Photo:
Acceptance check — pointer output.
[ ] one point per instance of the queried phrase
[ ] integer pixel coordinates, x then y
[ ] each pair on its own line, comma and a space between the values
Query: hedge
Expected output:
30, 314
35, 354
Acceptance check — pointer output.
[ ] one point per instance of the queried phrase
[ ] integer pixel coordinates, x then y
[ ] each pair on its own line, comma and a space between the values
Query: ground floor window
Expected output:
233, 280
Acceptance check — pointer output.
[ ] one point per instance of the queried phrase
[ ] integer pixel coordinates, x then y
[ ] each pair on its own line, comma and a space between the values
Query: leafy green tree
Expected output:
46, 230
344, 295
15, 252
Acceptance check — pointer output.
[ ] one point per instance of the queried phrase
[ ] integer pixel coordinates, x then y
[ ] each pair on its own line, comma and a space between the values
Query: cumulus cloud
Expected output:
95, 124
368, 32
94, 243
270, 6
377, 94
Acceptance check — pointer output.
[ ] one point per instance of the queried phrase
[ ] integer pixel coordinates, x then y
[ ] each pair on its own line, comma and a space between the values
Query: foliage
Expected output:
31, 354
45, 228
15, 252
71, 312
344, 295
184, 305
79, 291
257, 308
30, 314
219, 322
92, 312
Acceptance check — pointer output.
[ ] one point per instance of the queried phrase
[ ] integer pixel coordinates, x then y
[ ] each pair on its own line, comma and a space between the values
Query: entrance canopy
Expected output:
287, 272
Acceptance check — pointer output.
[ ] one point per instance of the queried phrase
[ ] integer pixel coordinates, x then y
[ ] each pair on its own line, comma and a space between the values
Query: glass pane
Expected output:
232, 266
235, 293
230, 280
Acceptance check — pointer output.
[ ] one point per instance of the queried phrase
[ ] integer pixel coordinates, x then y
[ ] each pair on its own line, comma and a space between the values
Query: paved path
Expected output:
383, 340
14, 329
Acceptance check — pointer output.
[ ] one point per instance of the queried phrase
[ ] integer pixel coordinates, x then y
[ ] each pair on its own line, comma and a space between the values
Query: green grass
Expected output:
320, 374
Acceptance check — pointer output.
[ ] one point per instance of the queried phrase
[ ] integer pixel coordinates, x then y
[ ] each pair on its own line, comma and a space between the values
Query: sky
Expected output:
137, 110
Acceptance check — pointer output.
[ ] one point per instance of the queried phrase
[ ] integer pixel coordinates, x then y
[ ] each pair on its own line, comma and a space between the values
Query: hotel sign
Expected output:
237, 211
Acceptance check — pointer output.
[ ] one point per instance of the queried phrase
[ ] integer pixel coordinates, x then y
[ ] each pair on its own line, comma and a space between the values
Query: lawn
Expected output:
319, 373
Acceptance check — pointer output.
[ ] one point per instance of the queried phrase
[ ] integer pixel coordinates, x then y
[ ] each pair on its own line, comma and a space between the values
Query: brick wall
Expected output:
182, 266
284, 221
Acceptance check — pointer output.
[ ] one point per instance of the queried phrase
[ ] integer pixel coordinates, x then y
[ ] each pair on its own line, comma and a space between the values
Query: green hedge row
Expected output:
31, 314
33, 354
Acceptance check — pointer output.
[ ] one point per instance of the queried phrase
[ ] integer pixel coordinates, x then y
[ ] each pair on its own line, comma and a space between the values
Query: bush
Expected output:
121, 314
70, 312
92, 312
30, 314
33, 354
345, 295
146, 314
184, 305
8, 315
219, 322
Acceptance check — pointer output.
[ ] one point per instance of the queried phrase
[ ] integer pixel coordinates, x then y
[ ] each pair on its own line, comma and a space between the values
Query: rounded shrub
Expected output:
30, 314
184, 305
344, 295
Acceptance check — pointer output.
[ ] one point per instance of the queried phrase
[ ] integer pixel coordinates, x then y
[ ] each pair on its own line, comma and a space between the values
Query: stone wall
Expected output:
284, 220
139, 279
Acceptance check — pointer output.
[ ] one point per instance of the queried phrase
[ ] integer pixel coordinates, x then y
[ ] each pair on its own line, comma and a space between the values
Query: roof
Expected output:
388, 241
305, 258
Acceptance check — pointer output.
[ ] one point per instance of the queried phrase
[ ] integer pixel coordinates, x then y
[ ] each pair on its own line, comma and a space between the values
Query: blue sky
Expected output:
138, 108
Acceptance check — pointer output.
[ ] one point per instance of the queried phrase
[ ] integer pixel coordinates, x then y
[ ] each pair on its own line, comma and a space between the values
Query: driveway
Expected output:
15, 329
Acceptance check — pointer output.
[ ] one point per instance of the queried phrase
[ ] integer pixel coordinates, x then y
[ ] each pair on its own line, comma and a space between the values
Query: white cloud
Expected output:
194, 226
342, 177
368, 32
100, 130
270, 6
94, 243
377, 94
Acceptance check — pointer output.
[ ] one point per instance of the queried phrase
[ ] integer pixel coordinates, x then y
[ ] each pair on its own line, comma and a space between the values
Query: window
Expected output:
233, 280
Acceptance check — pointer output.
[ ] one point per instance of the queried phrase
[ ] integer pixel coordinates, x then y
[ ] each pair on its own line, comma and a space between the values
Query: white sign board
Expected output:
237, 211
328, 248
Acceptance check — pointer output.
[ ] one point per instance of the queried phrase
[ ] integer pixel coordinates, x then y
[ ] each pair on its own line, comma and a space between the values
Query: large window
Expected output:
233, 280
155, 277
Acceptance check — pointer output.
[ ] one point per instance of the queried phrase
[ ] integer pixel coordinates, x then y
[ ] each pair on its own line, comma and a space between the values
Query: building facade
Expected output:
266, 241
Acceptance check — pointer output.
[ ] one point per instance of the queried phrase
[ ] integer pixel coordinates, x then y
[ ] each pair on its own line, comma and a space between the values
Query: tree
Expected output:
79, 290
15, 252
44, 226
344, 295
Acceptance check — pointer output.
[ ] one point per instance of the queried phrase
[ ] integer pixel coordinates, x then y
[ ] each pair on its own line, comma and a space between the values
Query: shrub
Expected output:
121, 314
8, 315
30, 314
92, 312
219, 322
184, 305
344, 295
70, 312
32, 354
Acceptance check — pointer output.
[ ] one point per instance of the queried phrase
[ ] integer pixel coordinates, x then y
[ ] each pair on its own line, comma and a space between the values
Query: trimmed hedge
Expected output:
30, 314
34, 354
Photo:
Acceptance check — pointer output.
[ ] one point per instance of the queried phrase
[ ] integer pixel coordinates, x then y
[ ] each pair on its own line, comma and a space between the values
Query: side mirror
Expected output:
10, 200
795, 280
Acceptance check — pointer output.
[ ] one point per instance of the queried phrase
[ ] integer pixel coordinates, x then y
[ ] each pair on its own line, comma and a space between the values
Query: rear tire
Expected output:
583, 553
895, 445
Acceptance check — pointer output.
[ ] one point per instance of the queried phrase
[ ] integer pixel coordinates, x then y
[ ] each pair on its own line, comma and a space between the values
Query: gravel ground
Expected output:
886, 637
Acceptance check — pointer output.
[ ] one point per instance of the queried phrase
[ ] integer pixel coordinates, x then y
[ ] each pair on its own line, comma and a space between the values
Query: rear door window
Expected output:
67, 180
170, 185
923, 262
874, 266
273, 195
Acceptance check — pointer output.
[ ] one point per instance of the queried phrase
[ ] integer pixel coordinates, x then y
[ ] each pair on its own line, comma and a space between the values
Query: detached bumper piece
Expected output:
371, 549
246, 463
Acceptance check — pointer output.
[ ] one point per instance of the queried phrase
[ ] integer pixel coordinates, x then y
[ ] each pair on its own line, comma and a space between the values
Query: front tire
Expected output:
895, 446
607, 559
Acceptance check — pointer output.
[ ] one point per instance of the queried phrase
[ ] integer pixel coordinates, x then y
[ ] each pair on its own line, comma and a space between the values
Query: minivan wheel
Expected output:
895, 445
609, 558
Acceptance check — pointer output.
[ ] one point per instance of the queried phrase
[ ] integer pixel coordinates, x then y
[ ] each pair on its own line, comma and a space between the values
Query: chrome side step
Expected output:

■ WORK INSTRUCTIONS ■
Output all of the records above unchanged.

■ TASK OUTPUT ■
Photo:
Acceptance check — pointer output.
[ ] one point per instance of the queried phrase
[ ] integer pixel coordinates, x then y
[ ] each pair on its own line, comma and a space between the values
Query: hedge
Expected output:
30, 314
35, 354
Acceptance check — pointer output.
[ ] one point per instance of the queried phrase
[ ] integer pixel coordinates, x then y
[ ] each pair on its own line, comma and a space between the values
Query: ground floor window
Expected output:
233, 280
Acceptance check — pointer output.
[ ] one point per instance of the queried phrase
[ ] integer pixel coordinates, x then y
[ ] each pair on its own line, comma and a space between the values
Query: leafy green tree
Expected output:
46, 230
344, 295
15, 252
Acceptance check — pointer output.
[ ] one point per instance of the queried phrase
[ ] integer pixel coordinates, x then y
[ ] each pair on its own line, comma and a space between the values
Query: cumulus cloud
Expected output:
95, 124
368, 32
94, 243
270, 6
377, 94
Acceptance check — pointer output.
[ ] one point per instance of the queried phrase
[ ] integer pixel coordinates, x then y
[ ] each pair on its own line, comma and a space between the values
Query: foliage
Expected output:
31, 354
45, 228
15, 252
71, 312
344, 295
184, 305
79, 291
257, 308
30, 314
219, 322
92, 312
Acceptance check — pointer output.
[ ] one point per instance of the queried phrase
[ ] integer pixel coordinates, x then y
[ ] each pair on its own line, comma and a space between the values
Query: entrance canopy
Expected output:
287, 272
Acceptance check — pointer output.
[ ] one point per instance of the queried phrase
[ ] integer pixel coordinates, x then y
[ ] each pair on its own line, comma and a space between the values
Query: glass pane
Expected output:
232, 266
235, 293
230, 280
Acceptance check — pointer output.
[ ] one point per instance of the queried phrase
[ ] integer pixel coordinates, x then y
[ ] each pair on its own line, comma and a space between the values
Query: paved path
Expected output:
383, 340
14, 329
Acceptance check — pointer output.
[ ] one point per instance of the queried phrase
[ ] integer pixel coordinates, x then y
[ ] each pair on its own line, comma and a space between the values
Query: green grass
Expected output:
320, 374
Acceptance check — pointer output.
[ ] one point per instance of the queried phrase
[ ] integer pixel coordinates, x then y
[ ] each pair on its own line, comma and a space between the values
Query: sky
Expected output:
137, 110
Acceptance check — pointer output.
[ ] one point per instance of the queried phrase
[ ] integer pixel coordinates, x then y
[ ] each pair on its own line, comma and a space between the values
Query: hotel sign
Expected output:
237, 211
Acceptance check — pointer output.
[ ] one point per instance of the queried phrase
[ ] integer pixel coordinates, x then y
[ ] each pair on its own line, comma and a space between the values
Query: lawn
Expected output:
319, 373
Acceptance check — pointer output.
[ ] one point per instance of the queried phrase
[ ] integer pixel coordinates, x then y
[ ] each pair on its own line, comma and a space between the values
Query: brick wall
Expected output:
182, 266
284, 221
Acceptance check — pointer output.
[ ] one point per instance of the queried phrase
[ ] integer pixel coordinates, x then y
[ ] each pair on its own line, comma and a space between the values
Query: green hedge row
Expected output:
31, 314
33, 354
Acceptance check — pointer output.
[ ] one point per instance of the queried phrase
[ ] integer pixel coordinates, x then y
[ ] each pair on its own line, comma and a space between the values
Query: bush
Expected output:
121, 314
70, 312
92, 312
30, 314
33, 354
345, 295
146, 314
184, 305
8, 315
219, 322
Acceptance check — pointer output.
[ ] one point per instance of the queried phrase
[ ] integer pixel coordinates, x then y
[ ] each pair on its own line, comma and a space between the values
Query: rounded shrub
Expected output:
30, 314
184, 305
344, 295
Acceptance check — pointer output.
[ ] one point per instance of the queried phrase
[ ] integer pixel coordinates, x then y
[ ] each pair on its own line, comma and a space between the values
Query: stone wall
Expected output:
284, 220
139, 279
Acceptance check — pointer output.
[ ] one point per instance of the queried phrase
[ ] integer pixel coordinates, x then y
[ ] each pair on its own line, comma and a space between the values
Query: roof
Expected output:
388, 241
305, 258
Acceptance check — pointer output.
[ ] one point per instance of the queried phrase
[ ] integer pixel coordinates, x then y
[ ] each pair on its own line, comma and a space between the values
Query: blue sky
Expected output:
138, 108
Acceptance check — pointer output.
[ ] one point per instance of the queried phrase
[ ] integer pixel coordinates, x then y
[ ] each pair on its own line, comma and a space between the values
Query: driveway
Expected output:
15, 329
Acceptance check — pointer output.
[ ] one point per instance of the queried phrase
[ ] integer pixel coordinates, x then y
[ ] each pair on its own line, comma and a space between the values
Query: white cloud
Expected output:
194, 226
342, 177
368, 32
100, 130
270, 6
94, 243
377, 94
Acceptance check — pointer output.
[ ] one point per instance of the queried phrase
[ ] integer pixel coordinates, x then y
[ ] each pair on its own line, comma and a space between the values
Query: window
Expected output:
233, 280
Acceptance check — pointer output.
[ ] one point per instance of the queried phrase
[ ] integer pixel coordinates, x then y
[ ] each pair on its own line, comma and a space between the values
Query: white sign board
Expected output:
237, 211
328, 248
Acceptance check — pointer output.
[ ] one point per instance of the queried phrase
[ ] integer pixel coordinates, x then y
[ ] each pair on its own line, comma and a space between the values
Query: large window
Expected output:
233, 280
155, 277
Acceptance check — pointer output.
[ ] one point per instance of the queried phrase
[ ] integer pixel coordinates, x then y
[ ] each pair on its own line, comma and a space between the values
Query: building facade
Expected output:
266, 241
Acceptance check — pointer output.
[ ] one point per instance of the queried phrase
[ ] integer pixel coordinates, x then y
[ ] each pair on its own line, comma and a space between the values
Query: tree
Expected output:
79, 290
15, 252
44, 226
344, 295
Acceptance check — pointer output.
[ ] one point per instance of the queried phrase
[ ] integer pixel coordinates, x then y
[ ] each pair on its own line, comma and a space between the values
Query: shrub
Expected output:
121, 314
8, 315
30, 314
92, 312
219, 322
184, 305
344, 295
70, 312
32, 354
Acceptance check — pointer output.
[ ] one point per instance of the queried phrase
[ ] integer pixel coordinates, x then y
[ ] each pair on its own line, comma and a space between the values
Query: trimmed hedge
Expected output:
30, 314
34, 354
Photo:
Acceptance check — pointer output.
[ ] one point per instance of the queried phrase
[ ] integer pixel coordinates, x then y
[ ] each pair on its own line, comma and a space between the values
Query: side mirror
Expected output:
10, 200
795, 280
Acceptance check — pointer output.
[ ] one point per instance of the queried phrase
[ ] integer pixel coordinates, x then y
[ ] each pair on its own line, comma and a space between the values
Query: rear tire
Expected output:
583, 553
895, 445
Acceptance check — pointer output.
[ ] one point per instance of the queried phrase
[ ] integer pixel coordinates, x then y
[ ] each pair on its own line, comma and a space between the values
Query: gravel ground
Expected output:
886, 637
Acceptance check — pointer output.
[ ] one point per instance of the queried phrase
[ ] integer pixel coordinates, x then y
[ ] each pair on its own line, comma and a space between the values
Query: rear door window
Expected output:
67, 180
170, 185
923, 262
874, 266
273, 195
Acceptance check — pointer output.
[ ] one point per instance of the queried phrase
[ ] integer pixel coordinates, x then y
[ ] each pair on its own line, comma and a space between the values
Query: detached bumper piece
Expected output:
371, 549
246, 463
Acceptance check — pointer output.
[ ] one point per instance of the queried phrase
[ ] integer pixel coordinates, x then y
[ ] each pair on its own line, comma and a space between the values
Query: front tire
Expected output:
895, 446
607, 559
Acceptance check — pointer output.
[ ] one point per instance of the queried phrase
[ ] integer pixel coordinates, x then y
[ ] each pair on its own line, comma and a space between the values
Query: minivan wheel
Expected output:
895, 445
609, 558
Acceptance check — pointer output.
[ ] one point per instance of the queried phrase
[ ] integer pixel coordinates, x then y
[ ] each pair on its own line, comma and a space between the values
Query: chrome side step
Expected output:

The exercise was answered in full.